Set down, exactly and in full, the line holding "Query: green metallic shell" and all the lines after it until the listing ends, and nothing else.

== Segment start ==

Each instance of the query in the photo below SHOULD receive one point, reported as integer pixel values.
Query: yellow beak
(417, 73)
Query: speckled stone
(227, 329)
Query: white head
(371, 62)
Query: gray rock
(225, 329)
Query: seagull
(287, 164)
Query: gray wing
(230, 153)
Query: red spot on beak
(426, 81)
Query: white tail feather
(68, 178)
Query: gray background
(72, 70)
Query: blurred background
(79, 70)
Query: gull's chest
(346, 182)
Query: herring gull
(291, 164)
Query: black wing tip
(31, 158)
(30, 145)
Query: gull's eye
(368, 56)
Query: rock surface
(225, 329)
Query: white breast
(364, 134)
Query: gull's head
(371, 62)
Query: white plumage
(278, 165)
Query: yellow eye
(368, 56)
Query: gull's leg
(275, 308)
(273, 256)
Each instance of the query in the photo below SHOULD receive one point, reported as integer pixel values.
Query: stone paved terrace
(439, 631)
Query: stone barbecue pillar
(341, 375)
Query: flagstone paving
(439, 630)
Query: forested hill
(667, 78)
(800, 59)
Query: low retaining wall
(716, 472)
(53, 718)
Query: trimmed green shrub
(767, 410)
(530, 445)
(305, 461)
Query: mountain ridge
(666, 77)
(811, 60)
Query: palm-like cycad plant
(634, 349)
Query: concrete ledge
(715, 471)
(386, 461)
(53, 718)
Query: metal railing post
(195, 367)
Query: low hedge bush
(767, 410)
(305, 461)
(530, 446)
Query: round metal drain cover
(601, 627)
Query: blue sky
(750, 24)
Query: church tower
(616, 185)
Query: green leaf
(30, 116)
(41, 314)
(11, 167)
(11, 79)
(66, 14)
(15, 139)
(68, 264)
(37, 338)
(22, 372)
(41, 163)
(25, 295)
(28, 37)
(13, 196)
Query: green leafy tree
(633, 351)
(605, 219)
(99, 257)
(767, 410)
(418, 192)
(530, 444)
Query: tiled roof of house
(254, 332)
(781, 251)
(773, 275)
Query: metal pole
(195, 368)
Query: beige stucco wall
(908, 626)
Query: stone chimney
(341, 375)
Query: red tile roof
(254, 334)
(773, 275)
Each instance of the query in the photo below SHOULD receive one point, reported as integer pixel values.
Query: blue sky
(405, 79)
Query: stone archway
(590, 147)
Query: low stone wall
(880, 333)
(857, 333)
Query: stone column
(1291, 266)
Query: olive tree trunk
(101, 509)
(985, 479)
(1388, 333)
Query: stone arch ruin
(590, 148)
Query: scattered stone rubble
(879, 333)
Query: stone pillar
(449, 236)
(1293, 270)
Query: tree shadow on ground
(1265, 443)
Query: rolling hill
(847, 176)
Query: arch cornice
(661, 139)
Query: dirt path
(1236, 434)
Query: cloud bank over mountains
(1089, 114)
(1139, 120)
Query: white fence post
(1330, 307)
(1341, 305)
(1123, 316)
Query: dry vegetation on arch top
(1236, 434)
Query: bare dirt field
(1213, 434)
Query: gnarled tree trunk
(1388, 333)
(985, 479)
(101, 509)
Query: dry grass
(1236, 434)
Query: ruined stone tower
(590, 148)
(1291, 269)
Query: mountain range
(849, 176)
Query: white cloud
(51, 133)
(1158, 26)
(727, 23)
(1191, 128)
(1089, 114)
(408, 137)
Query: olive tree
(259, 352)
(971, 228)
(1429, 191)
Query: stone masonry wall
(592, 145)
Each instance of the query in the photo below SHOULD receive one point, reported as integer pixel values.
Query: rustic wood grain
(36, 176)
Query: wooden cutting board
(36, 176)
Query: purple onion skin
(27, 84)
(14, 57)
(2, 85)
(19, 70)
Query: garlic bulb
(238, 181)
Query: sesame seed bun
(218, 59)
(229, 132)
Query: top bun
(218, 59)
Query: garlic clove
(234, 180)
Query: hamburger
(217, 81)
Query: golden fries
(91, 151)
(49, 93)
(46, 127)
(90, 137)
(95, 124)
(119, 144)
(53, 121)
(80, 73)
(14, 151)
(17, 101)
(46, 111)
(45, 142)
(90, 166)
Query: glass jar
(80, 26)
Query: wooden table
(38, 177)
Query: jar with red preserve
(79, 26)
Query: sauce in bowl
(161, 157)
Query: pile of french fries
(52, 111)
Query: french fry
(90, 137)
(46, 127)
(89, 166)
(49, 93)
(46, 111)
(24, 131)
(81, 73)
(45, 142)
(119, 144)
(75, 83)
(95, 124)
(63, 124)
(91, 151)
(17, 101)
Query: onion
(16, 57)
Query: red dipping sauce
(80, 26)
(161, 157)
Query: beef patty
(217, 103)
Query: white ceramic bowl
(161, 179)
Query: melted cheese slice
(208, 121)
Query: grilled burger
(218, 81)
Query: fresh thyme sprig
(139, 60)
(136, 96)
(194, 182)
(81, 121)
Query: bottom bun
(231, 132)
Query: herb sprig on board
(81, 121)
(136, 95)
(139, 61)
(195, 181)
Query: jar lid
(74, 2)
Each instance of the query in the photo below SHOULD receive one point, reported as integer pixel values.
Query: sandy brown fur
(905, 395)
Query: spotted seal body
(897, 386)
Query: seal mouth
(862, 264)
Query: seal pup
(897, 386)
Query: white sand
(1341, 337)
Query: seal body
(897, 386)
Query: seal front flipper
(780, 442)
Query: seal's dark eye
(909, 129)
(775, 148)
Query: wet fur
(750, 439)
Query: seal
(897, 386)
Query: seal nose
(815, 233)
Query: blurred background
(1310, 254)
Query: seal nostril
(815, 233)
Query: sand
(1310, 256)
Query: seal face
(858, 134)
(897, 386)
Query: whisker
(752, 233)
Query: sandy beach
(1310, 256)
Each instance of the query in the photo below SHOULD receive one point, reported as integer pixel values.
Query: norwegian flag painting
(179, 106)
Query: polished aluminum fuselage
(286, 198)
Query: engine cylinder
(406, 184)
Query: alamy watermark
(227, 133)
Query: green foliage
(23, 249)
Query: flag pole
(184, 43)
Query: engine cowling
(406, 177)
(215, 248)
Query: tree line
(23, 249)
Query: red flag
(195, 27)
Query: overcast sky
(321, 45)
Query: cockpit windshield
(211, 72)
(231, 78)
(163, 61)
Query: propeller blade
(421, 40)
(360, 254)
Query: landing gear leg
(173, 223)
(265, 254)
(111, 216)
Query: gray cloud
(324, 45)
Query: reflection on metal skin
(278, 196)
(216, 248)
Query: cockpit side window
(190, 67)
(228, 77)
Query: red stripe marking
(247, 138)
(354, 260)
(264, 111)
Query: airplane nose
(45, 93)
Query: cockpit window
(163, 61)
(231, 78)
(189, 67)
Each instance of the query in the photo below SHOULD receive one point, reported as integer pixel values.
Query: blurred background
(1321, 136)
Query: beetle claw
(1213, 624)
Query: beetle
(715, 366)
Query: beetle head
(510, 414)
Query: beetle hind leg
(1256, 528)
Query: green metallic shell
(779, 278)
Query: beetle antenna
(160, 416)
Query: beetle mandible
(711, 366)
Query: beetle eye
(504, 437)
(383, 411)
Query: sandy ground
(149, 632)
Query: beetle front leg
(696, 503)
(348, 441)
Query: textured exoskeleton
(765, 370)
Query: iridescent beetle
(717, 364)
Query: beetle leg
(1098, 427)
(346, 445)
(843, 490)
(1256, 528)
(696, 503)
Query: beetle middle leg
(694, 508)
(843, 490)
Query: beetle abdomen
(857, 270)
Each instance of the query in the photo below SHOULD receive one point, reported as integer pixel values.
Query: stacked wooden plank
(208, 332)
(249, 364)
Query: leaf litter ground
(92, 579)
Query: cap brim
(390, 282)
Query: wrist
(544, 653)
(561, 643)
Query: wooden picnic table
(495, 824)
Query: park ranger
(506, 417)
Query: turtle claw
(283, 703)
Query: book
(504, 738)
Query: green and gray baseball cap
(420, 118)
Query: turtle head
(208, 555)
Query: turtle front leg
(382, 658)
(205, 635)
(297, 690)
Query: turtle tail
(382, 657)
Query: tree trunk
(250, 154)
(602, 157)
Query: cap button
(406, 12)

== Segment end ==

▶ _Exercise solution_
Query: green metallic shell
(779, 278)
Query: beetle antenna
(160, 416)
Query: beetle mandible
(711, 366)
Query: beetle eye
(504, 437)
(383, 411)
Query: sandy ground
(149, 632)
Query: beetle front leg
(696, 503)
(348, 441)
Query: textured exoskeleton
(765, 370)
Query: iridescent beetle
(717, 364)
Query: beetle leg
(1098, 427)
(346, 445)
(843, 490)
(1256, 528)
(696, 503)
Query: beetle middle leg
(694, 508)
(843, 490)
Query: beetle abdomen
(857, 270)
Each instance of the query in the photo below SHOULD receive one point, reported as integer pixel values.
Query: stacked wooden plank
(208, 332)
(249, 364)
Query: leaf litter ground
(92, 579)
Query: cap brim
(390, 282)
Query: wrist
(544, 653)
(561, 643)
Query: wooden picnic table
(495, 824)
Query: park ranger
(506, 417)
Query: turtle claw
(283, 703)
Query: book
(504, 738)
Query: green and gray baseball cap
(420, 118)
Query: turtle head
(208, 555)
Query: turtle front leg
(382, 658)
(205, 635)
(297, 690)
Query: turtle tail
(382, 657)
Query: tree trunk
(250, 154)
(602, 157)
Query: cap button
(406, 12)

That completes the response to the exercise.